Stored items ->
- - - -

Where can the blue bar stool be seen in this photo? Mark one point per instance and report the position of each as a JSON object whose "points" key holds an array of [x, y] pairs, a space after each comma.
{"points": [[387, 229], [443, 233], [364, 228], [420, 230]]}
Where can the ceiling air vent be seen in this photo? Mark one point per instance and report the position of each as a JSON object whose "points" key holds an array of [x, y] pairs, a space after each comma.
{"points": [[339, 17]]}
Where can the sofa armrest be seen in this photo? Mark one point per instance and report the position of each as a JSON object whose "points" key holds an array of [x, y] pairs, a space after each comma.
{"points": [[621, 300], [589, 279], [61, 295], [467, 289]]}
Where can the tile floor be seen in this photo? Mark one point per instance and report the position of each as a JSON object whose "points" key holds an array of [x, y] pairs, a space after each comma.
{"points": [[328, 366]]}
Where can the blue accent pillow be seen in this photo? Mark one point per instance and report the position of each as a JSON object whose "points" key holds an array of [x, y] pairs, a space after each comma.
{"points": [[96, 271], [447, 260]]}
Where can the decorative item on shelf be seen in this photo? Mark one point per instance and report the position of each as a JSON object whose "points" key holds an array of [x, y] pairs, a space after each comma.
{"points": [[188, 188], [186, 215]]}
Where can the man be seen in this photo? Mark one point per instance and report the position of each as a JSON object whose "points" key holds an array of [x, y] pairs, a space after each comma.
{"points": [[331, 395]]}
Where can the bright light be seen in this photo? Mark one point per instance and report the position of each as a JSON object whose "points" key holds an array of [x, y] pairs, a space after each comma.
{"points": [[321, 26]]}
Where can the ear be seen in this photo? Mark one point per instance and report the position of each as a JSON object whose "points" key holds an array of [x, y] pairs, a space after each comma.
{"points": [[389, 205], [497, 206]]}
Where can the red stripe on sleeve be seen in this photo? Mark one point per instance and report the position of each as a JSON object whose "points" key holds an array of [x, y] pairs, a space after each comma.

- - - -

Reproduce each of the records above word for word, with nothing changed, omitted, or added.

Where can the blue bar stool be seen in this photo? Mark one point per instance and report the position of each as a JSON object whose "points" key holds an array of [x, y] pairs, a space after each comma.
{"points": [[387, 229], [443, 233], [364, 228], [420, 230]]}
Where can the ceiling air vent be seen in this photo? Mark one point per instance and report the position of each as a JSON object whose "points" key holds an array of [x, y] pairs, a space after each comma.
{"points": [[339, 17]]}
Where can the sofa armrest be seen in this photo? Mark one point per instance and report the position of each as a JSON object whose "points" key holds an array of [x, y] pairs, a space after each comma.
{"points": [[621, 300], [589, 279], [61, 295], [467, 289]]}
Where can the tile floor be seen in this photo? Mark one point per instance and report the position of each as a JSON object whose "points" key holds an array of [x, y] pairs, a space after each comma.
{"points": [[328, 366]]}
Where can the blue accent pillow be seen in this photo? Mark one point per instance and report the position of each as a JSON object whose "points" key holds an array of [x, y] pairs, a space after each comma.
{"points": [[96, 271], [447, 260]]}
Where can the decorative item on shelf be seen in this photo? Mark one point per instance and report the position of each as a JSON object whose "points" key holds an array of [x, y] pairs, a space after each comma.
{"points": [[188, 188], [186, 215]]}
Where can the man be seen in this photo? Mark one point per instance and report the position of each as a JSON object whose "points" key holds an array of [x, y] pairs, a space after each comma.
{"points": [[331, 395]]}
Where can the bright light be seen in this photo? Mark one point per instance and report the position of each as a JSON object whose "points" key holds an array of [x, y] pairs, a space after each comma.
{"points": [[321, 26]]}
Where can the ear be seen in this photo? Mark one point per instance and report the position of each as a JSON object whose "points" key holds an array of [x, y] pairs, a space after each comma.
{"points": [[389, 205], [497, 206]]}
Where can the red stripe on sleeve be seen in this photo? Mark one point per instance and report the position of each as a JSON object whose "points" key holds an array of [x, y] pairs, a space after each comma.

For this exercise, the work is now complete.